* **EXERCISE AIM**
Carry on the indenture passage about paying agents and sums held in trust from where it stops.

The Company may at any time, for the purpose of obtaining the satisfaction and discharge of this Indenture or for any other purpose, pay, or by Company Order direct any Paying Agent to pay, to the Trustee all sums held in trust by the Company or such Paying Agent, such sums to be held by the Trustee upon the same trusts as those upon which sums were held by the Company or such Paying Agent; and, upon such payment by any Paying Agent to the Trustee, such Paying Agent shall be released from all further liability with respect to such money.

(Named object pointing lines)
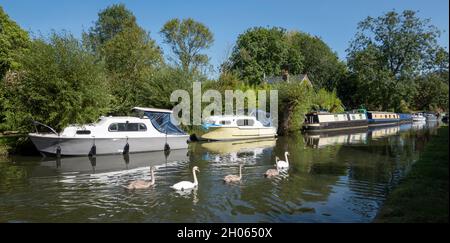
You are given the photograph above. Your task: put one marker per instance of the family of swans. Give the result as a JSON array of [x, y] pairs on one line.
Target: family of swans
[[187, 185]]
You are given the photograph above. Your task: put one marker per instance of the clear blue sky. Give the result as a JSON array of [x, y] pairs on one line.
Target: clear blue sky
[[334, 21]]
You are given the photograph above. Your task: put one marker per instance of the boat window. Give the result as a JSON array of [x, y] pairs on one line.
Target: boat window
[[83, 132], [245, 122], [113, 127], [127, 127], [142, 127]]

* **OUTPUT FOR THIS EXERCISE**
Any money deposited with the Trustee or any Paying Agent, or then held by the Company, in trust for the payment of the principal of (and premium, if any) or interest on any Security of any series and remaining unclaimed for three years after such principal (and premium, if any) or interest has become due and payable shall, unless otherwise required by mandatory provisions of applicable escheat, or abandoned or unclaimed property law, be paid to the Company on Company Request, or (if then held by the Company) shall be discharged from such trust; and the Holder of such Security shall thereafter, as an unsecured general creditor, look only to the Company for payment thereof, and all liability of the Trustee or such Paying Agent with respect to such trust money, and all liability of the Company as trustee thereof, shall thereupon cease; provided, however, that the Trustee or such Paying Agent, before being required to make any such repayment, may at the expense of the Company cause to be published once, in an Authorized Newspaper in the Borough of Manhattan, the City of New York and in such other Authorized Newspapers as the Trustee shall deem appropriate, notice that such money remains unclaimed and that, after a date specified herein, which shall not be less than 30 days from the date of such publication, any unclaimed balance of such money then remaining will, unless otherwise required by mandatory provisions of applicable escheat, or abandoned or unclaimed property law, be repaid to the Company.

 

SECTION 1004.        EXISTENCE.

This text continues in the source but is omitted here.